Goal: Everything from the line containing "mainmast in the photo above." to the last line of the records must be returned verbatim; nothing else belongs in the output.

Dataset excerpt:

****************

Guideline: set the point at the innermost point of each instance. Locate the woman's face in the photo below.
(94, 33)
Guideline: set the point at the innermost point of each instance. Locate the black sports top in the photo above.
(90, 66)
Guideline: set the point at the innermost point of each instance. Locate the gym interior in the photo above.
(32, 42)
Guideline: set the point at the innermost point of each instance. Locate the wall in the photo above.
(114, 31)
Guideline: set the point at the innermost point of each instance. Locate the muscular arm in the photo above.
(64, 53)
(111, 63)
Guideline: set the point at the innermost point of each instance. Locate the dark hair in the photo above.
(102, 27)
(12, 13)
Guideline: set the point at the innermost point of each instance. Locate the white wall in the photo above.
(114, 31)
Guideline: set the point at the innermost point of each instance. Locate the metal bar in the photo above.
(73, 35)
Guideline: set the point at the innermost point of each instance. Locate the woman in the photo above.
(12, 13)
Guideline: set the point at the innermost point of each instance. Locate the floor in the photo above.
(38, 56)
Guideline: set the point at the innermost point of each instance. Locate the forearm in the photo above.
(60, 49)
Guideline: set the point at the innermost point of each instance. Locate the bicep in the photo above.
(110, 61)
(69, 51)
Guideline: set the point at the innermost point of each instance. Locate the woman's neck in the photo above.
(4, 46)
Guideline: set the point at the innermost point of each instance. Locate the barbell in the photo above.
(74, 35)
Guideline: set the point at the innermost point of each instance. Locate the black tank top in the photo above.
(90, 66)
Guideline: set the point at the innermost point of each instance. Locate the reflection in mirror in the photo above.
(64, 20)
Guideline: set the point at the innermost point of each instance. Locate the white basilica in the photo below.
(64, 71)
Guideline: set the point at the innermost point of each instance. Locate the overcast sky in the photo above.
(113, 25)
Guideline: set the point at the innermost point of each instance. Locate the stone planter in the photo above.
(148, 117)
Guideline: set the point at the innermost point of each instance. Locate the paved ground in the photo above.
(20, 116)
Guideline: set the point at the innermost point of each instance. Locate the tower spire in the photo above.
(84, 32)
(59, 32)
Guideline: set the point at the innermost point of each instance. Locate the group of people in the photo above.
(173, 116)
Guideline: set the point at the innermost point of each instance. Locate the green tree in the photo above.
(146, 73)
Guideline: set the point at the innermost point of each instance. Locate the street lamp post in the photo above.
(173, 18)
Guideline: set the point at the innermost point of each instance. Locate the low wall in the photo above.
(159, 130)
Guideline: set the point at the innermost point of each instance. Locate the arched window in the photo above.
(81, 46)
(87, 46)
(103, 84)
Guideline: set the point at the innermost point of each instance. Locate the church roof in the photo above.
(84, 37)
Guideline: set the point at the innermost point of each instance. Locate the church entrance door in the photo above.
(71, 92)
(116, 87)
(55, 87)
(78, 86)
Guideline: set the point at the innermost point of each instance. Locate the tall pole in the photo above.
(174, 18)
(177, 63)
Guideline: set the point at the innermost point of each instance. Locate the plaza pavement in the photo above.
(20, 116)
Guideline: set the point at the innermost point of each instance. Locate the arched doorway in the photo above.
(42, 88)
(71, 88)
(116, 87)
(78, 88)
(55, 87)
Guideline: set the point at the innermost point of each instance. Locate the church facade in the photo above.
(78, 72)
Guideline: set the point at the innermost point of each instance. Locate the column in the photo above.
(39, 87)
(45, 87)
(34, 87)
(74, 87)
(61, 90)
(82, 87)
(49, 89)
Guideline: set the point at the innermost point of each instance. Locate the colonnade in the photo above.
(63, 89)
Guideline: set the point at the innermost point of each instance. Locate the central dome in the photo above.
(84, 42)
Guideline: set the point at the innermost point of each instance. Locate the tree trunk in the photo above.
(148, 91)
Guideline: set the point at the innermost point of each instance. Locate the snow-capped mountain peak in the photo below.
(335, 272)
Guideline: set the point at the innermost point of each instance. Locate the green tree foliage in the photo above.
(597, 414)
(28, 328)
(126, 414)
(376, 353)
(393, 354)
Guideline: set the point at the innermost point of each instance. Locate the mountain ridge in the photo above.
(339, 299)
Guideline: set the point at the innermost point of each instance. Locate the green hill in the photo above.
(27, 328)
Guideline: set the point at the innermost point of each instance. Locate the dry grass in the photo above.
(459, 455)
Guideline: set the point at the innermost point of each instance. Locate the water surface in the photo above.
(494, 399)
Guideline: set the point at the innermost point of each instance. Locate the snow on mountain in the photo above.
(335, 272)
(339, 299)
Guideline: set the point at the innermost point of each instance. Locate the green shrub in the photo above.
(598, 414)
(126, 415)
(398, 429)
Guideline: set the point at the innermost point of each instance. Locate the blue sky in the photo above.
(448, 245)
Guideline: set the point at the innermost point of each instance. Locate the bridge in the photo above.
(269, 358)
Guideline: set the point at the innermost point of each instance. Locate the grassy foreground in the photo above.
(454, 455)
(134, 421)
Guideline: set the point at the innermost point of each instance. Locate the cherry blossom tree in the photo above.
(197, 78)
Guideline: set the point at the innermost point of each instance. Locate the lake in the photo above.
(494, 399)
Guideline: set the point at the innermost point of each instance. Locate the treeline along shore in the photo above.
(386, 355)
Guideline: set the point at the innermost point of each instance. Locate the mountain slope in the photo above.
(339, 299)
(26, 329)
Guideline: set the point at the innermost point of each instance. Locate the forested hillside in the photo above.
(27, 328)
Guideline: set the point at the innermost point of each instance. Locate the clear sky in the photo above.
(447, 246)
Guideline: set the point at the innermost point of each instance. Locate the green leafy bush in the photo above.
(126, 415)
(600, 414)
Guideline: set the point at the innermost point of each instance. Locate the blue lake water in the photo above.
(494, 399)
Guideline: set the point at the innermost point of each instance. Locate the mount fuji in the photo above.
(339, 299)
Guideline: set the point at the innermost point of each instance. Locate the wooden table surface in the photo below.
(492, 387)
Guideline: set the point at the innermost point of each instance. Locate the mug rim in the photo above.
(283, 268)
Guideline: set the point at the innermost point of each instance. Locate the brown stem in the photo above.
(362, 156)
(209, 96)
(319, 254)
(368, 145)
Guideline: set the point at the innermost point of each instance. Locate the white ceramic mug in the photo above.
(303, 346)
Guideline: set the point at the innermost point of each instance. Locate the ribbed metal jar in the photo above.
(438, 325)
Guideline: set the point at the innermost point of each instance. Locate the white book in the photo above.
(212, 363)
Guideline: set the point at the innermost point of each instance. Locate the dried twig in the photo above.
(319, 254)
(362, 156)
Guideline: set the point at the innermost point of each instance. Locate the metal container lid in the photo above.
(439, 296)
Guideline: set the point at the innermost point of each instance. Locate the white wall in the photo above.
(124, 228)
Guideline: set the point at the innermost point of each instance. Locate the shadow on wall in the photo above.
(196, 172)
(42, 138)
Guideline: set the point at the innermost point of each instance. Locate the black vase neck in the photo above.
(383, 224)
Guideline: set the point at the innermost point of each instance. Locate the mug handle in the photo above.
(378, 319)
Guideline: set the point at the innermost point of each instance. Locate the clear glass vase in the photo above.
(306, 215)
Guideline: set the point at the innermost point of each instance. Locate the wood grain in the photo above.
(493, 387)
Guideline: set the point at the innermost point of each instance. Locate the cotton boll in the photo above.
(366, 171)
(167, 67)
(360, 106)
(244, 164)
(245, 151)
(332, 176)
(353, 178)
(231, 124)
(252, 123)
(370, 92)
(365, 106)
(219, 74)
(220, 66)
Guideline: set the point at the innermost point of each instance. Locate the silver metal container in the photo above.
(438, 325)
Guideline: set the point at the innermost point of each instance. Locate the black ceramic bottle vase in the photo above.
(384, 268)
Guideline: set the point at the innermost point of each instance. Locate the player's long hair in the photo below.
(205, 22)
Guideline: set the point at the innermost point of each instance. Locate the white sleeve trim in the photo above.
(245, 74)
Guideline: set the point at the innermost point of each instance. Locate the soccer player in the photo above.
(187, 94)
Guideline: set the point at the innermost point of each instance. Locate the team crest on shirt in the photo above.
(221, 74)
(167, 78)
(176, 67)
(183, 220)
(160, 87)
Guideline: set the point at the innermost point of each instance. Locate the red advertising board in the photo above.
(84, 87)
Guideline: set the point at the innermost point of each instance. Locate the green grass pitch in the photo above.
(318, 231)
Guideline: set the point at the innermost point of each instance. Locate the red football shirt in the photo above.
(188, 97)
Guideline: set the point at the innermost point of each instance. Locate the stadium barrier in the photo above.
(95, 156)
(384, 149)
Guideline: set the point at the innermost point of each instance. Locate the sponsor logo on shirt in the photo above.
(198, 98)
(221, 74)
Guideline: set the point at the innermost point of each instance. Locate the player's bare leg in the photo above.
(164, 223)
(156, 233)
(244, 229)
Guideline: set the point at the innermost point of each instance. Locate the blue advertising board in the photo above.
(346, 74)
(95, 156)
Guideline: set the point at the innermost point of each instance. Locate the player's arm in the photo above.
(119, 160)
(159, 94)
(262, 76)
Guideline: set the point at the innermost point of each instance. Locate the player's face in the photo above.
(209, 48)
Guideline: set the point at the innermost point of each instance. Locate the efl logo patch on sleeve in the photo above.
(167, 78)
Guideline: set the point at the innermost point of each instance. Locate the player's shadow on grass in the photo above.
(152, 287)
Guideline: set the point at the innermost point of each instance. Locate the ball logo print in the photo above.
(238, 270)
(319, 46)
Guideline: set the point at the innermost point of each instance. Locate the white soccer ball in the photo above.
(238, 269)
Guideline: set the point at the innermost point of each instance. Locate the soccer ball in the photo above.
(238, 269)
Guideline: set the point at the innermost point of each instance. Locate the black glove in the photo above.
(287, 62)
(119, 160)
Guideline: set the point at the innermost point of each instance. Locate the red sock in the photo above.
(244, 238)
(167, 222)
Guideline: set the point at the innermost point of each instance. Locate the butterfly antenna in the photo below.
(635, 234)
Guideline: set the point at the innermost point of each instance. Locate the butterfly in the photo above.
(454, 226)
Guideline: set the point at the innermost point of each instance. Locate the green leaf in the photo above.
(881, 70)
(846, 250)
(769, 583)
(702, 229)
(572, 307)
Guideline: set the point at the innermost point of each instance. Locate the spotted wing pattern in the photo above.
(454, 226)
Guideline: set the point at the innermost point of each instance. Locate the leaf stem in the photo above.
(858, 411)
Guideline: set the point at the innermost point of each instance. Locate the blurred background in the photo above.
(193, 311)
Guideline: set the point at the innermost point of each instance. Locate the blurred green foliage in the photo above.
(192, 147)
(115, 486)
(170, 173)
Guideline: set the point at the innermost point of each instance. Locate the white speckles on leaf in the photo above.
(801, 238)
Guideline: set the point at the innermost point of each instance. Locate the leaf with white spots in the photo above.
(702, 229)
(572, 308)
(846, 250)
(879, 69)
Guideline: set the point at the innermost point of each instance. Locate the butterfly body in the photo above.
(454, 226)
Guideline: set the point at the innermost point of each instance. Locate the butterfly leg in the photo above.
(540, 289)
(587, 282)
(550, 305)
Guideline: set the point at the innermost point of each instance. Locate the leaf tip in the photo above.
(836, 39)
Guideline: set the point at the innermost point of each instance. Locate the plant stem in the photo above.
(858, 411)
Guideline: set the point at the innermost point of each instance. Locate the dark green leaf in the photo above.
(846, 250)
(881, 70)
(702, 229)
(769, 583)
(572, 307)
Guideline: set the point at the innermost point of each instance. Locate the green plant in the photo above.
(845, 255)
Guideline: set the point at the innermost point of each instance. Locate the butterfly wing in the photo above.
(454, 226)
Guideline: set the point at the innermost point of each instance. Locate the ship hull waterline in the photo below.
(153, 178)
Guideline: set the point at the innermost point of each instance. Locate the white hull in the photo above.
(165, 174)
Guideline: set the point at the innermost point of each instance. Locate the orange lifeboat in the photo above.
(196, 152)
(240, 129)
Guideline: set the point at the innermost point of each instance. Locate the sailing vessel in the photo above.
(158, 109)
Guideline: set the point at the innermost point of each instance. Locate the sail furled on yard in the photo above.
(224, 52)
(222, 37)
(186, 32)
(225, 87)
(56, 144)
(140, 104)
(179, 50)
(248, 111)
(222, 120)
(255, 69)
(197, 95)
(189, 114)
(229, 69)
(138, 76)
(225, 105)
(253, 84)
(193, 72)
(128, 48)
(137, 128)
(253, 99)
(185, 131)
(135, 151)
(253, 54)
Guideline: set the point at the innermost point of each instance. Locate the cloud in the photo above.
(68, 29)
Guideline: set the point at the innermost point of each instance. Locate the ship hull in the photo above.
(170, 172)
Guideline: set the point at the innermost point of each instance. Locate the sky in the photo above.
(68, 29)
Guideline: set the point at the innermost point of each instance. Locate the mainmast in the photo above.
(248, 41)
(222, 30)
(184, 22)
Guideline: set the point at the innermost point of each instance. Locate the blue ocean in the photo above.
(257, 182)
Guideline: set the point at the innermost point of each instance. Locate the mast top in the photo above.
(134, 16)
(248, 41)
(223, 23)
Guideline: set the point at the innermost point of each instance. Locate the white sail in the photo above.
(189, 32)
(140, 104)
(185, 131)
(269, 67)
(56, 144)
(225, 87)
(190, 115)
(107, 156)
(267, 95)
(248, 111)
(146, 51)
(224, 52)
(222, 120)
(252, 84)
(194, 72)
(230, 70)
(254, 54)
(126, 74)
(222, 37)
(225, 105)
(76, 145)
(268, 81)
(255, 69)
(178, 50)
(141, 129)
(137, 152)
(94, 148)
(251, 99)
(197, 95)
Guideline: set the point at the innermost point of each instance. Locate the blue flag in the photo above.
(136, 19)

****************

Full response:
Guideline: set the point at the innermost point of each instance. Locate the mainmast in the photo above.
(248, 41)
(222, 30)
(184, 22)
Guideline: set the point at the innermost point of each instance. Locate the blue ocean in the photo above.
(257, 182)
Guideline: set the point at the innermost point of each instance. Locate the mast top in the photo above.
(134, 16)
(248, 41)
(223, 23)
Guideline: set the point at the innermost point of each instance. Locate the white sail in the photo above.
(189, 32)
(140, 104)
(185, 131)
(269, 67)
(56, 144)
(225, 87)
(190, 115)
(107, 156)
(267, 95)
(248, 111)
(146, 51)
(224, 52)
(222, 120)
(252, 84)
(194, 72)
(230, 70)
(254, 54)
(126, 74)
(222, 37)
(225, 105)
(76, 145)
(268, 81)
(255, 69)
(178, 50)
(141, 129)
(137, 152)
(94, 148)
(251, 99)
(197, 95)
Guideline: set the point at the innermost point of each instance. Locate the blue flag in the photo above.
(136, 19)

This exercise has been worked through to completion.